**本文抜粋:**
——
一度見ると病みつきになってしまうかわいらしくもどこかシュールなキャラクターを描く、ストリートアーティストのYAMEPI©︎。彼の作品の魅力はなんといっても大胆な線の使い方に裏原カルチャーに影響受けたファッション性ではないだろうか。そんな弱冠22歳にして国内外から注目集めているYAMEPI©︎には、双子の弟、TAKERUがいる。TAKERUはこれまでYAMEPI©︎とともにのアパレルブランド「JAM®」のグラフィックを担当しながら、兄の作品制作にも関わるなど、裏方としての活動をメインにしてきた。その2人の兄弟が初となる兄弟展「YAMATOTAKERU」を東京・表参道にあるギャラリーMATで1月28日まで行った。
今回なぜ兄弟で展示を行ったのか、またTAKERUはどのような形で参加したのかなど、展示会場で話を聞いた。そして2人そろってでは初となるインタビューだったようなので、そのあたりも楽しんで読んでみてほしい。


もっと同世代の若い子にもアートに触れてほしい
ー「YAMATOTAKERU」は兄弟での初の展示となりましたが、どのようなコンセプトの展示なのでしょうか?
——
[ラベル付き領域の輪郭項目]
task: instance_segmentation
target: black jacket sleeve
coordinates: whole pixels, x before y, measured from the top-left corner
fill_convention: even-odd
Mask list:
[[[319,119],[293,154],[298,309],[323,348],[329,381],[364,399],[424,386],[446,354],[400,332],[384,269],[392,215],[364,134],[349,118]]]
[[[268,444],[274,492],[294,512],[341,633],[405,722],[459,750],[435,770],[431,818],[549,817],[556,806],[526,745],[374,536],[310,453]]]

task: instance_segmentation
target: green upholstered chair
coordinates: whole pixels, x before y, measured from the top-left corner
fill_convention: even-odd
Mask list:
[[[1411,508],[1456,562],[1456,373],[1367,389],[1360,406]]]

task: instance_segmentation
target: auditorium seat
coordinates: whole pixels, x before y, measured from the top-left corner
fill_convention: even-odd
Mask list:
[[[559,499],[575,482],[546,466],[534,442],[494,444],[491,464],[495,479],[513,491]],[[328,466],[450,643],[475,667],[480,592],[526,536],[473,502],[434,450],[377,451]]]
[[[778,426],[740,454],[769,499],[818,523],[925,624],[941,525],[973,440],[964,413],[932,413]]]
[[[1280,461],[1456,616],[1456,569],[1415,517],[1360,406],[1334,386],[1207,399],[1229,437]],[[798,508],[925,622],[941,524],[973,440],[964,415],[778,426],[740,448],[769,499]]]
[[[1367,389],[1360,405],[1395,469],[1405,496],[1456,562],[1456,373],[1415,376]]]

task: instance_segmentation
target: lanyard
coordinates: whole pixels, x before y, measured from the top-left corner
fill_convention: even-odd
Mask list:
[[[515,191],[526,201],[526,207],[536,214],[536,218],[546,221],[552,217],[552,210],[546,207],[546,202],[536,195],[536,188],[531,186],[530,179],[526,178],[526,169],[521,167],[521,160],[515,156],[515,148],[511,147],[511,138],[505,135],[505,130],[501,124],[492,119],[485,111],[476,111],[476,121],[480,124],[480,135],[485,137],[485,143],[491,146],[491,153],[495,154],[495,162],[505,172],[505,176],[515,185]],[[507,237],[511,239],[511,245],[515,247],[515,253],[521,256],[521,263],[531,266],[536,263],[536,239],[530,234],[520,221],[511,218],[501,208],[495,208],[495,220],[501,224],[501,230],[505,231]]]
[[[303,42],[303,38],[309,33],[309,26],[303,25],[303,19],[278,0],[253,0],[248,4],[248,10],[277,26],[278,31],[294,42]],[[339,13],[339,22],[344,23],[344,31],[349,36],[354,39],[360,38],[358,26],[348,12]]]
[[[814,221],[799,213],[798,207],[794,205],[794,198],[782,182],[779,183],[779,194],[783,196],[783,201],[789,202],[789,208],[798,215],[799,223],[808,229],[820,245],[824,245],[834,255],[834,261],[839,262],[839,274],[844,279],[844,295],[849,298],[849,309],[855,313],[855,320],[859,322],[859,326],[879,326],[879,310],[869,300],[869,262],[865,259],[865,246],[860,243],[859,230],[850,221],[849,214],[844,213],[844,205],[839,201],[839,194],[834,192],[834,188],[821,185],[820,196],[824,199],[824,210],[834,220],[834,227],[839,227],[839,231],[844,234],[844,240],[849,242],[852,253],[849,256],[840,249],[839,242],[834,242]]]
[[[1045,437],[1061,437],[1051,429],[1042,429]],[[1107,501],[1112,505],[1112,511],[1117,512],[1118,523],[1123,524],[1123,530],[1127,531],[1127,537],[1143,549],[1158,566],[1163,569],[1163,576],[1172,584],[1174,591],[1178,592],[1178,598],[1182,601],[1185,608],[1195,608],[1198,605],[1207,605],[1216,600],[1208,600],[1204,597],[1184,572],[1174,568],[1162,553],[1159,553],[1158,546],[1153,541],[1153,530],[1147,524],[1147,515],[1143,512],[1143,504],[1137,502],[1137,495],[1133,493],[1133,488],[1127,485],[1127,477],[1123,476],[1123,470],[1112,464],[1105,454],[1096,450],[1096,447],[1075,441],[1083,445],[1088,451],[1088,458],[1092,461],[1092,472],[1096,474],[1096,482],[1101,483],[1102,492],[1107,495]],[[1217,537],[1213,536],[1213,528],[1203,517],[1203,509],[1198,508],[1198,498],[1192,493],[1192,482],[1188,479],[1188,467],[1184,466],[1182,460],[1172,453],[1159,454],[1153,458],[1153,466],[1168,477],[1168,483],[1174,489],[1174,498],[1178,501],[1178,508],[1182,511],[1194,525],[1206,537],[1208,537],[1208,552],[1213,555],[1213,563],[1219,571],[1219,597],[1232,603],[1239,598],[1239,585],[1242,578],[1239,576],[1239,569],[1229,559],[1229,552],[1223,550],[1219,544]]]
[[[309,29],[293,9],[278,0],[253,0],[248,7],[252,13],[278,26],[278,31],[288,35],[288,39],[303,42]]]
——
**取り組む作業:**
- 1) 兄弟展の記事に出てくる、アルファベットで書かれた固有名をすべて挙げてください。
- 2) 兄弟展の記事によると、兄弟展「YAMATOTAKERU」はどこで開かれましたか。
- 3) 兄弟展の記事のうち、「一度見ると病みつきになってし」から「セプトの展示なのでしょうか?」までの部分を一字も変えずに書き写してください。

**解答一覧:**
- 1) YAMEPI©︎、TAKERU、JAM®、YAMATOTAKERU、MAT

- 2) 東京・表参道にあるギャラリーMATです。

- 3)
一度見ると病みつきになってしまうかわいらしくもどこかシュールなキャラクターを描く、ストリートアーティストのYAMEPI©︎。彼の作品の魅力はなんといっても大胆な線の使い方に裏原カルチャーに影響受けたファッション性ではないだろうか。そんな弱冠22歳にして国内外から注目集めているYAMEPI©︎には、双子の弟、TAKERUがいる。TAKERUはこれまでYAMEPI©︎とともにのアパレルブランド「JAM®」のグラフィックを担当しながら、兄の作品制作にも関わるなど、裏方としての活動をメインにしてきた。その2人の兄弟が初となる兄弟展「YAMATOTAKERU」を東京・表参道にあるギャラリーMATで1月28日まで行った。
今回なぜ兄弟で展示を行ったのか、またTAKERUはどのような形で参加したのかなど、展示会場で話を聞いた。そして2人そろってでは初となるインタビューだったようなので、そのあたりも楽しんで読んでみてほしい。


もっと同世代の若い子にもアートに触れてほしい
ー「YAMATOTAKERU」は兄弟での初の展示となりましたが、どのようなコンセプトの展示なのでしょうか?